Instruction>
Transcribe all records exactly.

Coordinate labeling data
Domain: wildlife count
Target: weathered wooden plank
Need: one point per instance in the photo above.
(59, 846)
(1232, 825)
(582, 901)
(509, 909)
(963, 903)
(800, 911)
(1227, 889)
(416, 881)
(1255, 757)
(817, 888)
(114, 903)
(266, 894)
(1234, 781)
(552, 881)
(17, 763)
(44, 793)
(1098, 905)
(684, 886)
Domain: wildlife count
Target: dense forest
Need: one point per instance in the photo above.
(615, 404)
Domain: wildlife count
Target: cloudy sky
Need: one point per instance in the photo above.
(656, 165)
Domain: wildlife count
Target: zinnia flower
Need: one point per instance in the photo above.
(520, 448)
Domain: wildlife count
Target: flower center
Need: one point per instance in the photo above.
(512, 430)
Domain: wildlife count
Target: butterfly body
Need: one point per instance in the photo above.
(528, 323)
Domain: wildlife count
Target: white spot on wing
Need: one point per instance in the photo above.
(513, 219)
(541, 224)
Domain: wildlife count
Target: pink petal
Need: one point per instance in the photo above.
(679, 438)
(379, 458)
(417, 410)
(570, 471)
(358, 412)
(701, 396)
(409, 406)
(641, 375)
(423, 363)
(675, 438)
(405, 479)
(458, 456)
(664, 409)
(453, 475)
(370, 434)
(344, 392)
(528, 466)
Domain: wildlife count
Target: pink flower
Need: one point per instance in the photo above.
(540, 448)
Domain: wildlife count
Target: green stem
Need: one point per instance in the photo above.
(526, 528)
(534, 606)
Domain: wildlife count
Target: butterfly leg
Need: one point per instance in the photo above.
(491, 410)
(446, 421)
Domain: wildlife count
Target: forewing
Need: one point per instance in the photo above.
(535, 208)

The completed task>
Domain: wildlife count
Target: weathered wooden plank
Need: one point per instance in the photo above.
(59, 846)
(1232, 825)
(582, 901)
(509, 909)
(963, 903)
(800, 911)
(1227, 889)
(416, 881)
(1255, 757)
(817, 888)
(114, 903)
(266, 894)
(1234, 781)
(552, 881)
(17, 763)
(44, 793)
(1098, 905)
(684, 886)
Domain: wildlife count
Target: dense forest
Need: one point per instance in the photo above.
(615, 404)
Domain: wildlife count
Target: cloudy sky
Need: one point per instance in the photo above.
(656, 165)
Domain: wildlife count
Target: zinnia flower
Need: one point per instance in the photo above.
(520, 448)
Domain: wildlife count
Target: flower center
Need: one point per instance in the photo above.
(512, 430)
Domain: wildlife count
Target: butterfly body
Need: one point per instance in the photo above.
(528, 323)
Domain: wildlife count
Target: white spot on wing
Need: one point per instance in the photo above.
(513, 219)
(541, 224)
Domain: wildlife count
Target: pink petal
Need: one point per instance in the photo above.
(679, 438)
(379, 458)
(417, 410)
(570, 471)
(358, 412)
(701, 396)
(409, 406)
(641, 375)
(423, 363)
(675, 438)
(405, 479)
(458, 456)
(664, 409)
(453, 475)
(370, 434)
(344, 392)
(528, 466)
Domain: wildlife count
Target: pink flower
Need: one point per instance in the photo above.
(540, 448)
Domain: wildlife count
Target: green stem
Need: one point per instance in the photo above.
(526, 528)
(534, 606)
Domain: wildlife count
Target: butterfly leg
Need: one point per instance in the photo above.
(491, 410)
(446, 421)
Domain: wildlife count
Target: forewing
Need: one point per instance in the photo above.
(535, 208)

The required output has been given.